Zitiere aus der Forumsdiskussion über „original“ als Adjektiv wortgetreu den Abschnitt, der mit den Worten „# original als“ beginnt und mit „Muchas gracias.“ schließt.

*** Zitierter Text

# original als Adjektiv



## davlar

Hola muy buenas a todos.

Una consulta rápida: ¿Por qué "original" como adjetivo no se declina a veces?

z.B: original Schweizer Käse=autentico queso suizo
¿por qué no "originaler Schweizer Käse"?

Muchas gracias.

davlar


----------



## susanainboqueixon

Duden | original | Rechtschreibung, Bedeutung, Definition, Synonyme, Herkunft
Al final de la página se ven ejemplos: "BEDEUTUNGEN, BEISPIELE UND WENDUNGEN"

Saludos,
Susana


----------



## elroy

Die Frage war doch nicht, was richtig ist, noch hat davlar um die Bedeutung oder um Beispiele gebeten. Die Frage war, _warum_ das Wort "original" in dieser Konstruktion undekliniert bleibt. Das finde ich auch überraschend und hätte ich nie erwartet. Gibt es dazu eine Erklärung?


----------



## susanainboqueixon

Ganz recht. Und genau diese Informationen befinden sich im Duden.

******
*** Material

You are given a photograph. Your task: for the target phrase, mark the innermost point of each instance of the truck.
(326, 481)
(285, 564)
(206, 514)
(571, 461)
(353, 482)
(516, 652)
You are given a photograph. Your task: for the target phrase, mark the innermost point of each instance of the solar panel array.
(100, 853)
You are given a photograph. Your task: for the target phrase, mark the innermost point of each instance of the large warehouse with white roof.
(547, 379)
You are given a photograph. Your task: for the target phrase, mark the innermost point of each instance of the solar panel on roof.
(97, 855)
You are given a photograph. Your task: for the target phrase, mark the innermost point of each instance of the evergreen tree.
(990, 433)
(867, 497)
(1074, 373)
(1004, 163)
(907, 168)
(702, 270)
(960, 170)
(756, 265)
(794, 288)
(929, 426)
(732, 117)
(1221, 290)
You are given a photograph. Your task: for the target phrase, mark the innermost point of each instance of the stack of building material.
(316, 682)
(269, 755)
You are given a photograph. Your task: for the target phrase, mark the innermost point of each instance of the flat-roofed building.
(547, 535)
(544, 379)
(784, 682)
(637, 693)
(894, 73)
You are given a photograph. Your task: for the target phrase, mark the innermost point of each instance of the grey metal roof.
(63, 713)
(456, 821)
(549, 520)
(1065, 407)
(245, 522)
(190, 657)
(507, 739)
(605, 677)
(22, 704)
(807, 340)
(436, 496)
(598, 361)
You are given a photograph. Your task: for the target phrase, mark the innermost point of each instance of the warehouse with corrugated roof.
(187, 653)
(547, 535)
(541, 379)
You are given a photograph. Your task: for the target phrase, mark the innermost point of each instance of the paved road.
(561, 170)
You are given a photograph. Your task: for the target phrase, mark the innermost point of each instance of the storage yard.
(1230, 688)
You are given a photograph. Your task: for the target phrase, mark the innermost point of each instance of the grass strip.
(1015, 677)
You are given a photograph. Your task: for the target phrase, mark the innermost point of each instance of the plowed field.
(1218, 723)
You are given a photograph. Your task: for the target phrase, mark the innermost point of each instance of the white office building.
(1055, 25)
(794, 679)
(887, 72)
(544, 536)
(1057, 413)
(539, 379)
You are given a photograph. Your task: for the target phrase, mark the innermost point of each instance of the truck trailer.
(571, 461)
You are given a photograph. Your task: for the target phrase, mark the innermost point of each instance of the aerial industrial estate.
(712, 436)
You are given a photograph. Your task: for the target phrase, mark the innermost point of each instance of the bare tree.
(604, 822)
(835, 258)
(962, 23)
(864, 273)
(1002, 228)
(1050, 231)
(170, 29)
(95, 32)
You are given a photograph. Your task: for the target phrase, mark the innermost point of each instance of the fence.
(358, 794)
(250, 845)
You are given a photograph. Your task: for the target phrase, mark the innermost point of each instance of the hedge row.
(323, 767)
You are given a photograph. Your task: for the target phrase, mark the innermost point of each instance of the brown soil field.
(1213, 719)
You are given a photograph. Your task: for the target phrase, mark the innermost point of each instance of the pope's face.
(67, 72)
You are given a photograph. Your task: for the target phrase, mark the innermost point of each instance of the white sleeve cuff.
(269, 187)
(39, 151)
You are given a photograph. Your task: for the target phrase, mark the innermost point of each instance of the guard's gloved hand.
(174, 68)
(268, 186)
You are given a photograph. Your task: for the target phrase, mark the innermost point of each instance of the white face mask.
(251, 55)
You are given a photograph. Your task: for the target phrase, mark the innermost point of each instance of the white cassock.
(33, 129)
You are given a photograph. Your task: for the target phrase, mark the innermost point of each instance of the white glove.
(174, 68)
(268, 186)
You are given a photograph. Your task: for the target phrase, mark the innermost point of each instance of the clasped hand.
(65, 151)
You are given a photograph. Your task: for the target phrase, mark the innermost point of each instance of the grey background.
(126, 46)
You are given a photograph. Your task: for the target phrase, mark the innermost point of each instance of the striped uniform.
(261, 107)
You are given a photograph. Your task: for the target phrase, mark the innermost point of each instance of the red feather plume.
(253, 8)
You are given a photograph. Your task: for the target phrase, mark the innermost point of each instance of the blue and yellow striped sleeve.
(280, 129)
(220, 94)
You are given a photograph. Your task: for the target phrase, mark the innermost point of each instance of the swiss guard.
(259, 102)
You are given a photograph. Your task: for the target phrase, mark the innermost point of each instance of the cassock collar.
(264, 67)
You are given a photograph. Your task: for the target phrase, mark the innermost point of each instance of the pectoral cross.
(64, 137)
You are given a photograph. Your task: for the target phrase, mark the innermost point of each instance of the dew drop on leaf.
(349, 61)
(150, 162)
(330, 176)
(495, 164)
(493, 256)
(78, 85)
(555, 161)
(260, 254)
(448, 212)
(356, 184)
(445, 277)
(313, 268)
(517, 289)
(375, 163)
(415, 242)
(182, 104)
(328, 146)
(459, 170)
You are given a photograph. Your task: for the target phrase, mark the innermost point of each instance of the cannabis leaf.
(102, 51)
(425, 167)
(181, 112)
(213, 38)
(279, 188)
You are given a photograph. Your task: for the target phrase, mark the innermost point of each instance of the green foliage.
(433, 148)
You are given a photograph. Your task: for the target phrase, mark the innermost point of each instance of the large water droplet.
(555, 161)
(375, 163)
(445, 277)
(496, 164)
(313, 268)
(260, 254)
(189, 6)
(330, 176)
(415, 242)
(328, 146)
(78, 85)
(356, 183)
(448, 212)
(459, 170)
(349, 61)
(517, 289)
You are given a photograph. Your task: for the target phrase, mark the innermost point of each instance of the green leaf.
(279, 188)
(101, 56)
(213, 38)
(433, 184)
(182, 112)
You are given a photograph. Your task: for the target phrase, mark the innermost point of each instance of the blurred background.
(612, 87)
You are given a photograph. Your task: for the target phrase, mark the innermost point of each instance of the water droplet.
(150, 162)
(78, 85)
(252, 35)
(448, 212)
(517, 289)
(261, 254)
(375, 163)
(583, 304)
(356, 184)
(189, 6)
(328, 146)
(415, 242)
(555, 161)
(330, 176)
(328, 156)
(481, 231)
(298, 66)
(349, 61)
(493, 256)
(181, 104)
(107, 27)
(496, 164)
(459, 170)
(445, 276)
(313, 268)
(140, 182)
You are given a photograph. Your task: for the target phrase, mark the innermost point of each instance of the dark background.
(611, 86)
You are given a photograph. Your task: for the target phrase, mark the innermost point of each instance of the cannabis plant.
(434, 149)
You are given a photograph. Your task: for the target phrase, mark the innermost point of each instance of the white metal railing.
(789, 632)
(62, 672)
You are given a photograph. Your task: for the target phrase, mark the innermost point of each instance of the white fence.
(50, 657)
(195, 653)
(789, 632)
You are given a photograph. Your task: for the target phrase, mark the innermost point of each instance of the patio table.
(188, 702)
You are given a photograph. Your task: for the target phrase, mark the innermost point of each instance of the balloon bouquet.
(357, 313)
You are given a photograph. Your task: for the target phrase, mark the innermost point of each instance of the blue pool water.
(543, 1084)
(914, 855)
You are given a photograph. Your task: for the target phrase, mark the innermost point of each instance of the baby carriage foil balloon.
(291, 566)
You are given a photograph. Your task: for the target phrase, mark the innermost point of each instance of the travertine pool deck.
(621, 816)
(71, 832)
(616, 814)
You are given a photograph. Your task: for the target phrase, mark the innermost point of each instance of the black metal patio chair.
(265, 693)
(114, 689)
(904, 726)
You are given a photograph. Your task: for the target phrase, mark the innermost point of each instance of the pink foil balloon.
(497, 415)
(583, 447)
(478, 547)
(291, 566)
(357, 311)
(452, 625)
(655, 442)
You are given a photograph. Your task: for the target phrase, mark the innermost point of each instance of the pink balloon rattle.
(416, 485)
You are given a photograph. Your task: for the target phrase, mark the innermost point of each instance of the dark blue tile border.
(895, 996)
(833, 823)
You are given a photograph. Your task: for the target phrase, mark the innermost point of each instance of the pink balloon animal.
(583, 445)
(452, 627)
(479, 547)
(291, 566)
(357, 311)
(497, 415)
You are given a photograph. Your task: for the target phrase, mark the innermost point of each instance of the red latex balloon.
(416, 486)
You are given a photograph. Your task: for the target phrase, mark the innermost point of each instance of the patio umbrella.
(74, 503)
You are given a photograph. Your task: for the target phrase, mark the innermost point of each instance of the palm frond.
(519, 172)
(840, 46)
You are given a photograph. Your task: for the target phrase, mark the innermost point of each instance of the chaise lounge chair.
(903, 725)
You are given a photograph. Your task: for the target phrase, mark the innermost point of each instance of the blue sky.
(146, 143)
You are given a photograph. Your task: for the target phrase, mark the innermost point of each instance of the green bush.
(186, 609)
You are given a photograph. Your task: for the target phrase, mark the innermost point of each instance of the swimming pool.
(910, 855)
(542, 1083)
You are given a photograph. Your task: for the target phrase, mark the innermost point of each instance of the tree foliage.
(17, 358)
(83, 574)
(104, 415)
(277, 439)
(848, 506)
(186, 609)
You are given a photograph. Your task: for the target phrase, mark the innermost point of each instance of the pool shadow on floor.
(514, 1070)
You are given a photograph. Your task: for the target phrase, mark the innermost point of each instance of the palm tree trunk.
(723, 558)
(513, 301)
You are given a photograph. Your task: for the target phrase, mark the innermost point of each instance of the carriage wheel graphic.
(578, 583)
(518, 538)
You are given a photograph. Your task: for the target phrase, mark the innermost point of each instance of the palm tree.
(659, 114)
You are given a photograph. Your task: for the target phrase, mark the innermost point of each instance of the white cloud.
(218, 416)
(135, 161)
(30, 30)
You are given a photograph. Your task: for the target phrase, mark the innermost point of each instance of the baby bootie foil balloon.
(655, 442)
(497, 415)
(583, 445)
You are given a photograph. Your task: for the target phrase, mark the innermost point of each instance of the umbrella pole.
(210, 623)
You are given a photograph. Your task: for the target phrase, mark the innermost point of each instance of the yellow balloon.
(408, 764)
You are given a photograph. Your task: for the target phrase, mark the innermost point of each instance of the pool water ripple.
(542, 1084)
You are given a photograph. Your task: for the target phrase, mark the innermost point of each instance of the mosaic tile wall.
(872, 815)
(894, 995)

******

# Die Lösung
# original als Adjektiv



## davlar

Hola muy buenas a todos.

Una consulta rápida: ¿Por qué "original" como adjetivo no se declina a veces?

z.B: original Schweizer Käse=autentico queso suizo
¿por qué no "originaler Schweizer Käse"?

Muchas gracias.